TASK OBJECTIVE:
Reproduce the listing below precisely, leaving every line intact.

SUPPLIED MATERIAL:
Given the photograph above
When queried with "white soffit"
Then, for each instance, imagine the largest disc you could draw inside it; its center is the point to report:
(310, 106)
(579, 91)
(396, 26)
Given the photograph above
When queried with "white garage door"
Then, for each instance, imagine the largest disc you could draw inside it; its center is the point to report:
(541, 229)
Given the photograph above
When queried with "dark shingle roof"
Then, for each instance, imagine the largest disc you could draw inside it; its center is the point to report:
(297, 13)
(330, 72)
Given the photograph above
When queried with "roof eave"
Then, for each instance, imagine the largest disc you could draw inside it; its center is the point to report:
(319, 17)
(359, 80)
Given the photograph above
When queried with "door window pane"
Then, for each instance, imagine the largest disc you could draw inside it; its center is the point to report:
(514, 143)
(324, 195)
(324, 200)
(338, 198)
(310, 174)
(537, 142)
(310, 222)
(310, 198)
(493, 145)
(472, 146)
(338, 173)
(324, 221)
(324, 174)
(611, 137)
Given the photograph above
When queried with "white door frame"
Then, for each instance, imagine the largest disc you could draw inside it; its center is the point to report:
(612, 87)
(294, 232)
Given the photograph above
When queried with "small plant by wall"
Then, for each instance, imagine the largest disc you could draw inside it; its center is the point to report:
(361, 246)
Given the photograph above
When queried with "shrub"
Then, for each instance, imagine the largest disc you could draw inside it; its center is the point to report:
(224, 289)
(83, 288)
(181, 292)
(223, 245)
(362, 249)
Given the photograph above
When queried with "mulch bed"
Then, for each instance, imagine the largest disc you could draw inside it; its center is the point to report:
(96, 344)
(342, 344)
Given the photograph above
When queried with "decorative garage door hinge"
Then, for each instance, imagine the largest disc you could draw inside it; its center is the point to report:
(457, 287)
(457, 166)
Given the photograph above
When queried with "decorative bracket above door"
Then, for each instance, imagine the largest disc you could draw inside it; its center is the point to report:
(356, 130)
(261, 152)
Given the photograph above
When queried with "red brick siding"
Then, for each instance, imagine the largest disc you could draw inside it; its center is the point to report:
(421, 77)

RESULT OF THE EXERCISE:
Given the photograph above
When queried with "white soffit"
Then, for each instance, imagine the largest disc you could draw inside it; its center is the point to report:
(310, 106)
(579, 91)
(396, 26)
Given the photograph above
When queried with "white garage door"
Then, for each instance, imagine the largest disc you could draw inside it; its center is the point to report:
(541, 229)
Given the photograph above
When queried with "dark shingle roof"
Then, for each instance, imagine the largest disc you could draw inside it; its center is the point to report:
(297, 13)
(330, 72)
Given the photograph above
When queried with "roof eave"
Then, for each instance, imagine the largest disc you could draw inside it; its center is the point to report:
(319, 17)
(359, 80)
Given the photograph above
When queried with "door window pane"
Then, for each instance, imagine the largest disc you could draw inside it; its center is the point to report:
(514, 143)
(324, 195)
(324, 200)
(338, 198)
(310, 174)
(537, 142)
(310, 222)
(310, 198)
(493, 145)
(472, 146)
(338, 173)
(324, 221)
(324, 174)
(611, 137)
Given the photograph above
When queried with "white door frame"
Then, for each instance, imagine the largest disc you could draw inside it; its center is the point to report:
(612, 87)
(294, 232)
Given the photograph above
When queried with "small plant by wall"
Then, for each instance, imagine the largest disc you could draw inside it; its center is the point to report:
(361, 246)
Given the photograph above
When queried with "shrub"
Then, for each instance, imagine the largest disc you could draw inside it; its center is the point to report:
(224, 289)
(83, 288)
(181, 292)
(223, 245)
(362, 249)
Given the photograph above
When queried with "mulch bed"
Then, for each instance, imagine the largest disc you could draw inside it; its center is the point to report:
(96, 344)
(342, 344)
Given the photograph above
When queried with "decorative garage door hinge"
Then, for each instance, imagine the largest disc you could draw inside it; its center is the point to report:
(457, 287)
(457, 166)
Given the photograph above
When queried with "decorative bracket above door"
Then, for each instance, imagine the largest disc you could draw inside it; its center is the point to report:
(356, 130)
(261, 152)
Given the photograph above
When queried with "red brick siding"
Then, for each instance, imagine the largest disc you could draw inside it; its center is the point to report:
(421, 77)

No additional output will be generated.